» **WHAT YOU SHOULD DO**: Rewrite the stretch of rows from the line containing "sky and give integer pixel coordinates." through the end of the rows, changing every "t-shirt" to "shirt" and keeping everything else the same. Leave the pictures out.

[Entries from a point annotation set]
▶

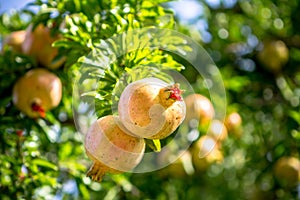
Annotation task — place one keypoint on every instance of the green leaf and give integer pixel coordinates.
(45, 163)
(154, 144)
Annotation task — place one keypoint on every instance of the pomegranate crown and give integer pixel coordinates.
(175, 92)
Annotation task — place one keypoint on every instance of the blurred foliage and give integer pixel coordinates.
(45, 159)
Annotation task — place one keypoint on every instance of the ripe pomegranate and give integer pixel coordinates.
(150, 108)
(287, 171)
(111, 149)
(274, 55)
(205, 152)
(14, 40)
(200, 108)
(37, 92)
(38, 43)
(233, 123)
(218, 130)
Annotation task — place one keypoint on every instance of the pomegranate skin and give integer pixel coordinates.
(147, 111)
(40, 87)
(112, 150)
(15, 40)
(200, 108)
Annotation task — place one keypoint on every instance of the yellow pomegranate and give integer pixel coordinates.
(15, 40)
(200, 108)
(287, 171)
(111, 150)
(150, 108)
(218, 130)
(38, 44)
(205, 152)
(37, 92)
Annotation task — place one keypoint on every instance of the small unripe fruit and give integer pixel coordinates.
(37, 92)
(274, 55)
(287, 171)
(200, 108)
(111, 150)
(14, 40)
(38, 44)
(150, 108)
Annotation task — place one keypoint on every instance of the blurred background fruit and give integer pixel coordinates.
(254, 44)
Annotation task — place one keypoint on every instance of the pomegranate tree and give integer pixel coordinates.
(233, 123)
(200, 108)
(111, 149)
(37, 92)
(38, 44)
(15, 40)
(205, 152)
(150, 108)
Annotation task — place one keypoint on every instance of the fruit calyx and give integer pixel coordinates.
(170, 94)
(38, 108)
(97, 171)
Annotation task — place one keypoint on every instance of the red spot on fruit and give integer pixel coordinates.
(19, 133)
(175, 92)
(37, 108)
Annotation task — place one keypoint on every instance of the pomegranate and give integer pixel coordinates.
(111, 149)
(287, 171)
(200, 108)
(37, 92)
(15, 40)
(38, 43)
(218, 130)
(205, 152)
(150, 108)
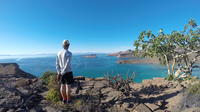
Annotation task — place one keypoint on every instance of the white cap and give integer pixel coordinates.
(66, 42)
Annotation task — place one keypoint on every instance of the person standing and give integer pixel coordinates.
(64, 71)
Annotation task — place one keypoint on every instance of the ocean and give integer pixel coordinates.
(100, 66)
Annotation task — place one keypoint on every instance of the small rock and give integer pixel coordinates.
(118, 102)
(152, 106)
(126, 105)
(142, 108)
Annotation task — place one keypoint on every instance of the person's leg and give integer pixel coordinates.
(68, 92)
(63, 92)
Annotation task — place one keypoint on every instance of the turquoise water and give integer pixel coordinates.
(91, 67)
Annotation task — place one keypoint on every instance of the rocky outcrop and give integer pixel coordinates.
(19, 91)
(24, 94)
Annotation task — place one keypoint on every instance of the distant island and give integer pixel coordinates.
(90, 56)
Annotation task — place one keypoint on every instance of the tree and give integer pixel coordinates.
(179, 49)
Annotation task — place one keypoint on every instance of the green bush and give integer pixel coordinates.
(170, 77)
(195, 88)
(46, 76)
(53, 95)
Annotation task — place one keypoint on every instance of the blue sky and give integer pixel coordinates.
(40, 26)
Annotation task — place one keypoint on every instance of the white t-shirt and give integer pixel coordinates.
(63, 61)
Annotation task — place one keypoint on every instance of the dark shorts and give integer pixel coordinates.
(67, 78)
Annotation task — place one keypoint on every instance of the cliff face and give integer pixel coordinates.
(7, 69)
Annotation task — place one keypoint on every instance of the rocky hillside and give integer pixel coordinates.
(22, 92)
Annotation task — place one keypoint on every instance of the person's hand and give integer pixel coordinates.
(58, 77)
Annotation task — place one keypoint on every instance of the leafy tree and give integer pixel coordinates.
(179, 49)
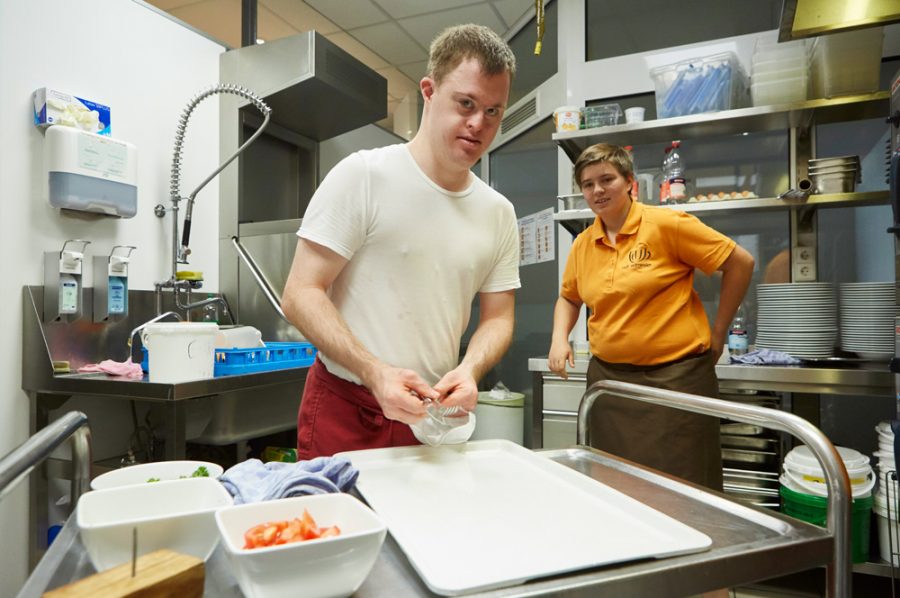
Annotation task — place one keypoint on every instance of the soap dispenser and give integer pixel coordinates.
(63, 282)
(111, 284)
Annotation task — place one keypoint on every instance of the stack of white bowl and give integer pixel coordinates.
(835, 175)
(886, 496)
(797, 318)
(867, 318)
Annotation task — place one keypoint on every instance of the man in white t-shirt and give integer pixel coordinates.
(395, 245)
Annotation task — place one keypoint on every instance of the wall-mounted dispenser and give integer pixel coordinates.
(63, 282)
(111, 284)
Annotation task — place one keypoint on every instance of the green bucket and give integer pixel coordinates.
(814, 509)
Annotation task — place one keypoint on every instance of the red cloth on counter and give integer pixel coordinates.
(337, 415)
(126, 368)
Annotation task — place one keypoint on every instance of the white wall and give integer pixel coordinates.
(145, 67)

◀

» **PROBLEM SOLUTION**:
Annotation task — place one keypoint on every instance of the blue sky and give integer pixel coordinates.
(40, 26)
Annotation task — place one keypoint on every instance of the white shirt and give integer pixel coordinates.
(63, 61)
Annotation task — place one keypoint on every instance of the dark shorts and give integer pixel coordinates.
(67, 78)
Annotation task — place one keypoint on every instance of the cliff face and give integer pixel coordinates.
(7, 69)
Annotation task — place one keypoint on every instance of the rocky hillside and give integer pixel coordinates.
(22, 92)
Annotation task — place one keypoint on every instance of the person's hand and give integer pixel coordinates.
(58, 77)
Annotation task — place one keypoint on every instance of the leafy tree and give integer pixel coordinates.
(179, 49)
Annotation task — place one keypoint on every instance of the soap dispenser and give integer pixel coordinates.
(63, 282)
(111, 284)
Annotation task — place one keypoint on every instance of the stack of white bowl and give integer pixel coordinates.
(835, 175)
(886, 496)
(797, 318)
(867, 318)
Annotation task — place one keypoint on every instance of the man in white shirt and give integer pixel coordinates.
(395, 245)
Annotation task — place one keypoint on every instance of the wall-mounted dispenser and give integer pixel coordinates.
(63, 282)
(111, 284)
Annotation task — place one keypoint on every instance of the green bucket and give integer pixel coordinates.
(814, 509)
Annotation task — place one keypoint on every instance of the red cloth on counter and give integer pixel coordinates.
(337, 415)
(126, 368)
Annotation task — place one keypoint on every instance of the white wall and give integer pixel coordinates.
(145, 67)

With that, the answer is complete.